PROBLEM TO SOLVE = Among the entries below, find the lines that contain the string "blue". State only how many there are.

START GIVEN RECORDS

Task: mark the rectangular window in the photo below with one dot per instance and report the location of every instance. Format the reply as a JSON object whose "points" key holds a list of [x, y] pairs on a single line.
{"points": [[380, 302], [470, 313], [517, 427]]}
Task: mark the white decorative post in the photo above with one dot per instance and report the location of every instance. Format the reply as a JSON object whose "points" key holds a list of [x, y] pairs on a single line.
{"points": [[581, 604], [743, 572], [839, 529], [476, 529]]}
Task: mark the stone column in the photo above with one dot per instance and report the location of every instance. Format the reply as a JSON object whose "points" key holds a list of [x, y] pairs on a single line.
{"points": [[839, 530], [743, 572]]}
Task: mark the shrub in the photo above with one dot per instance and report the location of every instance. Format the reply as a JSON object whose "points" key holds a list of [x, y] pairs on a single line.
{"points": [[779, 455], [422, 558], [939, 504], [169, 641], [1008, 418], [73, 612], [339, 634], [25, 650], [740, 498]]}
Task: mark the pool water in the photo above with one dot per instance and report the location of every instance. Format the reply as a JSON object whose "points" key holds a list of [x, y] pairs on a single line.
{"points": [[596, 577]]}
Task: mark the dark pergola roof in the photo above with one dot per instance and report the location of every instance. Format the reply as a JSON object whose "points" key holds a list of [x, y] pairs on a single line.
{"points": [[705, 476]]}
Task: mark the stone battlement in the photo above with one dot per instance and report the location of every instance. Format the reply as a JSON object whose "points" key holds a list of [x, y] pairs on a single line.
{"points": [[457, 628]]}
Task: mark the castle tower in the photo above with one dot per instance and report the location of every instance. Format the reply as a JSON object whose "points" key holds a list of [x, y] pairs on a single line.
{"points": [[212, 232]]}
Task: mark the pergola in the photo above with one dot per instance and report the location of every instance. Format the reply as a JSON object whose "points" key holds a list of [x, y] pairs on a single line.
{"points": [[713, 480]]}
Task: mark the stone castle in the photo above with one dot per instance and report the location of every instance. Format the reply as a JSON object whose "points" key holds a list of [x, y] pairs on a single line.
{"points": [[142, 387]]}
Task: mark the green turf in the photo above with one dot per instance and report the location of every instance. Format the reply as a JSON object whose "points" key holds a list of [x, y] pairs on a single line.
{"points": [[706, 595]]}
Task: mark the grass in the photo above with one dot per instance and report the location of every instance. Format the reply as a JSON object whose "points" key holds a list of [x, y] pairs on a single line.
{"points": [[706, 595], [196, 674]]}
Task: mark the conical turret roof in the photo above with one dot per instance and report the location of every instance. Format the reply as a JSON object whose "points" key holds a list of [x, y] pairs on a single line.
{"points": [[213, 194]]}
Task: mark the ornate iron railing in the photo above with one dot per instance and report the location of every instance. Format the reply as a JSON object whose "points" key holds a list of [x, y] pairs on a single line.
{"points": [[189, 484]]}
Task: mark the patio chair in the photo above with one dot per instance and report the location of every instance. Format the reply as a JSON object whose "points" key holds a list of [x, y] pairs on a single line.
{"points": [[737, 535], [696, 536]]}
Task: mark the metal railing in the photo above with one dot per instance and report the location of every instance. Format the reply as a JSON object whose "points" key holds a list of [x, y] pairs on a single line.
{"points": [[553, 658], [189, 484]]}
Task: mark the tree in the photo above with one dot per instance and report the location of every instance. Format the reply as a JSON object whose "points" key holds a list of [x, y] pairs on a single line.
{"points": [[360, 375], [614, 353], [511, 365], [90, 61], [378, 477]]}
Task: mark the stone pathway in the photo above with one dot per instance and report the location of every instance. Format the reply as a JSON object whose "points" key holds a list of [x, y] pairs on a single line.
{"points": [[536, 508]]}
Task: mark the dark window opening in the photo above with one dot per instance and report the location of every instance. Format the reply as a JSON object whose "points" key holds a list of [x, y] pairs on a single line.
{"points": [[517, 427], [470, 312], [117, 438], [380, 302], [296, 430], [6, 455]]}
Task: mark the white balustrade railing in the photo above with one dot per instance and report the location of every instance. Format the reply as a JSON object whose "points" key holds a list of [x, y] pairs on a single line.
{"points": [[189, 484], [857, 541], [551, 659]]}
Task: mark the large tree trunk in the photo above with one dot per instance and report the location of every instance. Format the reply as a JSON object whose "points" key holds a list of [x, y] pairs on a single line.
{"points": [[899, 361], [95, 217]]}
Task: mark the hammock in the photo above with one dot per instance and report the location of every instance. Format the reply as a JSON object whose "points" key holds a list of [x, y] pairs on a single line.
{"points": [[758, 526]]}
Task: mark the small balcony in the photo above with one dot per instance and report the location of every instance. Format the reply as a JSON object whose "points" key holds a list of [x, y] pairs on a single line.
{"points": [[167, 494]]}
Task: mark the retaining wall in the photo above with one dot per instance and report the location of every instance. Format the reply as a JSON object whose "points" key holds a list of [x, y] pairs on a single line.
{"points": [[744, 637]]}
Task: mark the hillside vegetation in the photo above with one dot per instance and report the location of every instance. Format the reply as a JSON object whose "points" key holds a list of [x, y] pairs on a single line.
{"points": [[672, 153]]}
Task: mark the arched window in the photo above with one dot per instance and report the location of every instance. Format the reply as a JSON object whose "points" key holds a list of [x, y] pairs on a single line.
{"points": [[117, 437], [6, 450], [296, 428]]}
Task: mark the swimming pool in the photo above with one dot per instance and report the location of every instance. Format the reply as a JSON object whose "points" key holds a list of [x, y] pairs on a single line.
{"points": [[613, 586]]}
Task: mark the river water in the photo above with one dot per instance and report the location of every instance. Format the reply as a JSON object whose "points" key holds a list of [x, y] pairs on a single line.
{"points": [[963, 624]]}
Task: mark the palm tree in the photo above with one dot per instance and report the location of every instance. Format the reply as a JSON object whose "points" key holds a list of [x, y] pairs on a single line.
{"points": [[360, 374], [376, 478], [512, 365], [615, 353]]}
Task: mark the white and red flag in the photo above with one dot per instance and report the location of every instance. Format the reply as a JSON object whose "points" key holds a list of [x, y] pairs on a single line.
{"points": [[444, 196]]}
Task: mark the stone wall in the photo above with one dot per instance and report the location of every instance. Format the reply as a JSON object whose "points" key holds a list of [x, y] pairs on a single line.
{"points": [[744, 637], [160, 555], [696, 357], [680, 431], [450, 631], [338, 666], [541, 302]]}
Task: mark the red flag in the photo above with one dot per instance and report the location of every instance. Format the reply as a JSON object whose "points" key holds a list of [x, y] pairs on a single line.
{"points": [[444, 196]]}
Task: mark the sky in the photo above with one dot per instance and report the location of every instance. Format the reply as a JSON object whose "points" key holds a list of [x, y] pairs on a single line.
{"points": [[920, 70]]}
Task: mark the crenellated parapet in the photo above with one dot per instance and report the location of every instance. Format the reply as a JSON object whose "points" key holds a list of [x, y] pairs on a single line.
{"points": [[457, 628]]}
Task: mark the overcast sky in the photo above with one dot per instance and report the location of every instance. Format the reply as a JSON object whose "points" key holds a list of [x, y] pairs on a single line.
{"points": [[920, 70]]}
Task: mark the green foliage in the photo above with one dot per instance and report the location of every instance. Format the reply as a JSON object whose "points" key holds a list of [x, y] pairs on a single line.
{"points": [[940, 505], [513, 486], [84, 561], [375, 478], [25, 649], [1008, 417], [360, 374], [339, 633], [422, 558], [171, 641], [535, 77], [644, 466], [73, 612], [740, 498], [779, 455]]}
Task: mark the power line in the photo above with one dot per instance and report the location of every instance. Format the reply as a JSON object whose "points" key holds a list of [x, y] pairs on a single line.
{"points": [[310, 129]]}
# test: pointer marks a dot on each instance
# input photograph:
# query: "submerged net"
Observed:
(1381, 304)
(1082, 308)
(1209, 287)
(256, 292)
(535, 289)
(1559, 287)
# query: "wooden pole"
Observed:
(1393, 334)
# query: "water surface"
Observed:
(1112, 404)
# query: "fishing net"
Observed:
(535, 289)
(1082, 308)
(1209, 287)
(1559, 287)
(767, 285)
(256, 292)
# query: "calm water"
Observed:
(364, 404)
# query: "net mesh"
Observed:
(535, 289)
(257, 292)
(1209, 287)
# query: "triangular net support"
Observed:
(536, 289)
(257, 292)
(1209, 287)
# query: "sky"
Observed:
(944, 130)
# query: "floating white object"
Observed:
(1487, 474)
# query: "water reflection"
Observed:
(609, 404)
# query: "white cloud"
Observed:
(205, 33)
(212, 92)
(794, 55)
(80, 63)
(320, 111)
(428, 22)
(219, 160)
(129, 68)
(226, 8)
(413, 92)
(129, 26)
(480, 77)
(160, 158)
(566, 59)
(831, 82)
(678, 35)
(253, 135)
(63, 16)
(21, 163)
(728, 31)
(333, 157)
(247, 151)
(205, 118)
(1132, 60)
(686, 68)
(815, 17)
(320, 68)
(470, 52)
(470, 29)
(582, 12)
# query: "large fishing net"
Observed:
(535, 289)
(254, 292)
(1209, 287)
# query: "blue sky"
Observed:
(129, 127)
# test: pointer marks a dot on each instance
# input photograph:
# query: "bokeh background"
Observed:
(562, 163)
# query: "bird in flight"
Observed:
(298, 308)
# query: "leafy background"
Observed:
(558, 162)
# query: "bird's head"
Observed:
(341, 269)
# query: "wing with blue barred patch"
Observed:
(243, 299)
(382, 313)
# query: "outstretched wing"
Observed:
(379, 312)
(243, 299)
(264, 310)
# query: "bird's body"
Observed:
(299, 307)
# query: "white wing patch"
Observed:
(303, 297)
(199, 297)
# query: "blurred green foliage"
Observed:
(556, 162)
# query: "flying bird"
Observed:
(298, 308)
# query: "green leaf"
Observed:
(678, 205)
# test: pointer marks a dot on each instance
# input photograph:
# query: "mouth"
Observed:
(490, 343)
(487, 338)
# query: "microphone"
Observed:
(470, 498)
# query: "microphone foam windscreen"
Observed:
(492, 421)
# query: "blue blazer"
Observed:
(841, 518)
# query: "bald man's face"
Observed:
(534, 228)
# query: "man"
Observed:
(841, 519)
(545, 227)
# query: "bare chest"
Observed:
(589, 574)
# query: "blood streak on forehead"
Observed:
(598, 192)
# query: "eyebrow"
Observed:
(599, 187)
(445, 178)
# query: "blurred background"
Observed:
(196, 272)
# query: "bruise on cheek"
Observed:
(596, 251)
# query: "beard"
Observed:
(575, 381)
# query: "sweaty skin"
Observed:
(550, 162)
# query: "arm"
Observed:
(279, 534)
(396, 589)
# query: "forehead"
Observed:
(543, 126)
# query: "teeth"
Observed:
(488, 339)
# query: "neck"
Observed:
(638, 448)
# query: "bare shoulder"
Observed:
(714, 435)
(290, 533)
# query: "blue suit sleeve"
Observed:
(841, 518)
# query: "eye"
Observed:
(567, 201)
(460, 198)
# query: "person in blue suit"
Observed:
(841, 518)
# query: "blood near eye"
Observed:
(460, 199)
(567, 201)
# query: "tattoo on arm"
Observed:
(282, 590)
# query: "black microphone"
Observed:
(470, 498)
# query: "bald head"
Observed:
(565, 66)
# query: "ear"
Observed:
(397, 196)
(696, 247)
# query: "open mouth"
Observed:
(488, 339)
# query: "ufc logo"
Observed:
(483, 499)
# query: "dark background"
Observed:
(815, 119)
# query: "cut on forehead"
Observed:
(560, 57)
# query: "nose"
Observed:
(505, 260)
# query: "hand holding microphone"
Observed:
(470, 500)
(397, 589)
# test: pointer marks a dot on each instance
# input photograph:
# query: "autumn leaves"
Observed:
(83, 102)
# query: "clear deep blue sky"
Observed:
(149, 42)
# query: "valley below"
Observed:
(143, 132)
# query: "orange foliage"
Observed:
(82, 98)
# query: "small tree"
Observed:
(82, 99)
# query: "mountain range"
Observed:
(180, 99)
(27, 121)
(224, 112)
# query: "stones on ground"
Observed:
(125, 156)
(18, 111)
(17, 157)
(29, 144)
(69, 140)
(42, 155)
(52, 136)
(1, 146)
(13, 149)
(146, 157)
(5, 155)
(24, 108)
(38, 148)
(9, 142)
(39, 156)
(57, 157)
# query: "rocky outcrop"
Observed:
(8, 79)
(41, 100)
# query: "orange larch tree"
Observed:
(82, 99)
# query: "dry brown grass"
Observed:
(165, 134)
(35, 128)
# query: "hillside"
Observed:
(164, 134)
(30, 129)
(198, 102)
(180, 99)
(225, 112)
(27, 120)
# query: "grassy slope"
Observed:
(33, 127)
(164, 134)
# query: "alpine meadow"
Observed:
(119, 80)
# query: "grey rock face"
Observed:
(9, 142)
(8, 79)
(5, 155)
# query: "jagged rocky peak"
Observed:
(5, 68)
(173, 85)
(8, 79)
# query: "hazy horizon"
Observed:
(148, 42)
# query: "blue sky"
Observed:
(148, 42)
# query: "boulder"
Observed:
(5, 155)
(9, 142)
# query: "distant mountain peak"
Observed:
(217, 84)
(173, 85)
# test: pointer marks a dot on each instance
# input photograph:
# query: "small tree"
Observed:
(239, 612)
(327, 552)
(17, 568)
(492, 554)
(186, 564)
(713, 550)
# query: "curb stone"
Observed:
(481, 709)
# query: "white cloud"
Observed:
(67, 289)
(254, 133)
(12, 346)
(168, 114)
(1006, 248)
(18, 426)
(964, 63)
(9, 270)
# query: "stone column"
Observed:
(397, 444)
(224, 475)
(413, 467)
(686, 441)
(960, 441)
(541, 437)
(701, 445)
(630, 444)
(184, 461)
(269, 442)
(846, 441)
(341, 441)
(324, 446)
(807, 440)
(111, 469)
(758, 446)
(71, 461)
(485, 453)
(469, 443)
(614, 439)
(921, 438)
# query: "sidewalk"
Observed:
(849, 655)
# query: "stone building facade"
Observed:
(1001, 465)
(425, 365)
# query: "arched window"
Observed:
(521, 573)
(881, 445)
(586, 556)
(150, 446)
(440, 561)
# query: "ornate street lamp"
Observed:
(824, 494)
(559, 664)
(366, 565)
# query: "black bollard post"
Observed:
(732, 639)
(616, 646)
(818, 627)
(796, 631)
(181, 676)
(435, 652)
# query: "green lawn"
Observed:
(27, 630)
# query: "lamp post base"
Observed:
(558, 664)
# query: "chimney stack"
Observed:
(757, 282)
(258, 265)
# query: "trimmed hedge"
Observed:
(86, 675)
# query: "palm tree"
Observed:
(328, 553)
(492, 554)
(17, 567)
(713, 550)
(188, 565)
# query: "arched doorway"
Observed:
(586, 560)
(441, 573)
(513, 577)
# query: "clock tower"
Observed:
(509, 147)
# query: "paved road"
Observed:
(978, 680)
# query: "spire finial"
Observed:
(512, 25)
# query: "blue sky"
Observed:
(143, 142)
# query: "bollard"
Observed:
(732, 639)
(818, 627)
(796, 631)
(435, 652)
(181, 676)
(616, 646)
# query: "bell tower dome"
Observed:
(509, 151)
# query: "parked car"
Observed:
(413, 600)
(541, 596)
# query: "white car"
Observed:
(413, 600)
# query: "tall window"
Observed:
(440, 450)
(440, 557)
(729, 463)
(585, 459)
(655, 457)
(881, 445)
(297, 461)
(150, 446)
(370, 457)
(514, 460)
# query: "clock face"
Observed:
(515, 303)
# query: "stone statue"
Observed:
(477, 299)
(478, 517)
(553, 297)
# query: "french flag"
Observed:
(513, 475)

END GIVEN RECORDS

EXERCISE ANSWER = 8